START
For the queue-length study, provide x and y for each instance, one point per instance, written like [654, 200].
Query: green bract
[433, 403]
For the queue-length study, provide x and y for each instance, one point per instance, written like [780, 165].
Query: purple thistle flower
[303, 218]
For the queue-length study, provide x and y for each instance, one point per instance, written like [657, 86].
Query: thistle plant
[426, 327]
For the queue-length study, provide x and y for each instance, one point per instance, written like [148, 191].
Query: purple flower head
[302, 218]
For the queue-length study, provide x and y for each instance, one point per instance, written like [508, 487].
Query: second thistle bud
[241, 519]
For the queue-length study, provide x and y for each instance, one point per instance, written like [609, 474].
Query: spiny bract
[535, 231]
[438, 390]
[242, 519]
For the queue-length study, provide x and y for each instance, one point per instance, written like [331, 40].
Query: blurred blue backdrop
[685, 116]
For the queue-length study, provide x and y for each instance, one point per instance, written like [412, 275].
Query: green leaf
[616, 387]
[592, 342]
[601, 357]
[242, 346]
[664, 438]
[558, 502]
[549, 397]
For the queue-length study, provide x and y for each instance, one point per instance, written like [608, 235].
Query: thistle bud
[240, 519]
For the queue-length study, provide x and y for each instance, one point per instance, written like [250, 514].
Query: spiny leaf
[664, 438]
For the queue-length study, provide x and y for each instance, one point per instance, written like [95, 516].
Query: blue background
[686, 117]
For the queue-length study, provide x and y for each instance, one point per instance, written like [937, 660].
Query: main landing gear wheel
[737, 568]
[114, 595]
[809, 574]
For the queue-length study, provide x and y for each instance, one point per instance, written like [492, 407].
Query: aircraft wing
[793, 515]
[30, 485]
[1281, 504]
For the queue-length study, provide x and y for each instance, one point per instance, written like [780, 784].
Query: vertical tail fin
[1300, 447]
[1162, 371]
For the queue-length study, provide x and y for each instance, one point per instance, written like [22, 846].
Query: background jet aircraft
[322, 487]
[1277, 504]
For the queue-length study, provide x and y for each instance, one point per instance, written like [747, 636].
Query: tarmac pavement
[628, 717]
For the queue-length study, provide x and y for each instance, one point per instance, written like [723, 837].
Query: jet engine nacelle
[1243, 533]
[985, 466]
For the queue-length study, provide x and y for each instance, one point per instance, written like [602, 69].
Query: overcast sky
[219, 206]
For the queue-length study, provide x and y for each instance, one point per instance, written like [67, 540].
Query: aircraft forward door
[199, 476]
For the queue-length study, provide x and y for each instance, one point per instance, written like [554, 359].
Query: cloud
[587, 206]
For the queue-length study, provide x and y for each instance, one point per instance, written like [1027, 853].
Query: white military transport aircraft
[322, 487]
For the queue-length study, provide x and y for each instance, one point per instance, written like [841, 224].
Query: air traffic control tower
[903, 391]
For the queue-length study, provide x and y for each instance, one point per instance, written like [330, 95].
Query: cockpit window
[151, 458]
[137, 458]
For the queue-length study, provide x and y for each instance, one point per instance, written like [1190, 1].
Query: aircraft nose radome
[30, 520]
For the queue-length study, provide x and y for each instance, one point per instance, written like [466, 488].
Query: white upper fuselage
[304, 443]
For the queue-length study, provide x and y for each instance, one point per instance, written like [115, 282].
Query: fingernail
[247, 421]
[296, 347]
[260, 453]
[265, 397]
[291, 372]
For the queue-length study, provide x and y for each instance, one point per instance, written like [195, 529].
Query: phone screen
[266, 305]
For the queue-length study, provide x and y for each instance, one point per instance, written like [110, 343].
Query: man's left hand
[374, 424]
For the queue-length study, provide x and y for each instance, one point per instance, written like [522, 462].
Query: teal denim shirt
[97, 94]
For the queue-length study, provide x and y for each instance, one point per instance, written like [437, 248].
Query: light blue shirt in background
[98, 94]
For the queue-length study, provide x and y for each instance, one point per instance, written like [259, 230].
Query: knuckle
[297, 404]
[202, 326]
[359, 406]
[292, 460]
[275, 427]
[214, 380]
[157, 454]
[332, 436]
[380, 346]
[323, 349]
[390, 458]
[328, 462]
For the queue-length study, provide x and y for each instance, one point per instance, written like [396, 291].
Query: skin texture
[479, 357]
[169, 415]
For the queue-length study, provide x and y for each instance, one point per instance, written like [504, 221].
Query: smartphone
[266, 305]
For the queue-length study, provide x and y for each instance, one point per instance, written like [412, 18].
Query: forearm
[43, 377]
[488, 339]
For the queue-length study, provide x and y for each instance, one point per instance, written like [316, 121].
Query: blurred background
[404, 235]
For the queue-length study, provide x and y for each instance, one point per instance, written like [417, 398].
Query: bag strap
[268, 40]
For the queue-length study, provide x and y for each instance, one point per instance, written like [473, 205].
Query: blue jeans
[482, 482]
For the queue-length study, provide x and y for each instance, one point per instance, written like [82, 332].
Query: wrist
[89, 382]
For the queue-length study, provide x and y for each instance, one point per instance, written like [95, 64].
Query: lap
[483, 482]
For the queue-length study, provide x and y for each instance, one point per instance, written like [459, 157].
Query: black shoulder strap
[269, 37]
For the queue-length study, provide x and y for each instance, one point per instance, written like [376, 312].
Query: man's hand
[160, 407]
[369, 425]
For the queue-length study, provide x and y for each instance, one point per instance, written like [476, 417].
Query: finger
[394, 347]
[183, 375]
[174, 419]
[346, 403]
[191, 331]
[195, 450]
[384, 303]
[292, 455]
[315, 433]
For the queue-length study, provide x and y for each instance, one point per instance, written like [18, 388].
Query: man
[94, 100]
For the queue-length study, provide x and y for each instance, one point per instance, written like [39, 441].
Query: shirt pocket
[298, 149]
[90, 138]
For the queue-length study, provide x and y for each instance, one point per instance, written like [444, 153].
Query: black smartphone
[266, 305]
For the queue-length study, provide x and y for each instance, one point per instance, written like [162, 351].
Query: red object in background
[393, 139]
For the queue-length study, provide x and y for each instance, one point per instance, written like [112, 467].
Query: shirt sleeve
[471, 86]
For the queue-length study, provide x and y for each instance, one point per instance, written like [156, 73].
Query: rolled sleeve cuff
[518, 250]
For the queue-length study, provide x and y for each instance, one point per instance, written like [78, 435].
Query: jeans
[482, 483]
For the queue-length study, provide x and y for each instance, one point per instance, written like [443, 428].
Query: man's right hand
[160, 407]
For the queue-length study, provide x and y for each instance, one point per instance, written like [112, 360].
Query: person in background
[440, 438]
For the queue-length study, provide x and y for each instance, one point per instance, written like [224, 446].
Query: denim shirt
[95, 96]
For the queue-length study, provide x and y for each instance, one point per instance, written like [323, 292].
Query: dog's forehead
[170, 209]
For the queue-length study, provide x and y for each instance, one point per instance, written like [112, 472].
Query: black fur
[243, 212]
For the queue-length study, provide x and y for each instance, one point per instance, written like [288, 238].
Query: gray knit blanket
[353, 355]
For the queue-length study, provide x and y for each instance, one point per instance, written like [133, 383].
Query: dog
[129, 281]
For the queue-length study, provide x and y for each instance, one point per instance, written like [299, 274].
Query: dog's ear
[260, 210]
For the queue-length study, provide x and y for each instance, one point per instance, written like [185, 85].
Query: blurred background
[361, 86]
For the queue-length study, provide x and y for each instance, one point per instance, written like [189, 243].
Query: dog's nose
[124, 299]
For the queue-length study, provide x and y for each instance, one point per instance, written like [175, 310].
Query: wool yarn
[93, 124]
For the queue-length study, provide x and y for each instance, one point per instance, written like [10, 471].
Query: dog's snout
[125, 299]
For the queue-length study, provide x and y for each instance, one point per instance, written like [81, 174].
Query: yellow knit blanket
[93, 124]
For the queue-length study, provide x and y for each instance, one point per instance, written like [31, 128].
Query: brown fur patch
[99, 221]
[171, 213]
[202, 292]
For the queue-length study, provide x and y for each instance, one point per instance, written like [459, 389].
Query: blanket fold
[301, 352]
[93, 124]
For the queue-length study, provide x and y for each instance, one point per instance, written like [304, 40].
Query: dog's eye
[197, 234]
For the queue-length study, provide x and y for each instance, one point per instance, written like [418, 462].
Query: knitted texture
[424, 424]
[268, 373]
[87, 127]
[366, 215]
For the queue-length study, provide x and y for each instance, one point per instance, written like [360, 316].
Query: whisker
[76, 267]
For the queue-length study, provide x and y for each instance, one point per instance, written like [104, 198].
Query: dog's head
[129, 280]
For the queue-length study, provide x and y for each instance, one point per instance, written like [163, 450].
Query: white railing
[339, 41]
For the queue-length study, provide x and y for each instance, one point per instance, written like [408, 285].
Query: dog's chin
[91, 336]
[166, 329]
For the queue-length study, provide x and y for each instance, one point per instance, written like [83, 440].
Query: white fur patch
END
-- Task details --
Copy out, word for word, every line of the material from the line containing "like [418, 462]." through the last line of the material, and nothing else.

-- Answer to the problem --
For the queue-length study, provide x and y for each instance, one point per instance, written like [418, 462].
Query: knitted texture
[424, 424]
[268, 373]
[87, 127]
[366, 215]
For the queue-length study, provide x and y for each instance, one point per instance, written like [360, 316].
Query: whisker
[76, 267]
For the queue-length study, provide x and y for each instance, one point per instance, written like [104, 198].
Query: dog's head
[129, 280]
For the queue-length study, provide x and y for each instance, one point per instance, written like [163, 450].
Query: white railing
[339, 41]
For the queue-length study, provide x and y for each instance, one point per instance, written like [408, 285].
Query: dog's chin
[91, 336]
[166, 329]
For the queue-length study, provide x and y for each instance, one point per instance, written like [83, 440].
Query: white fur patch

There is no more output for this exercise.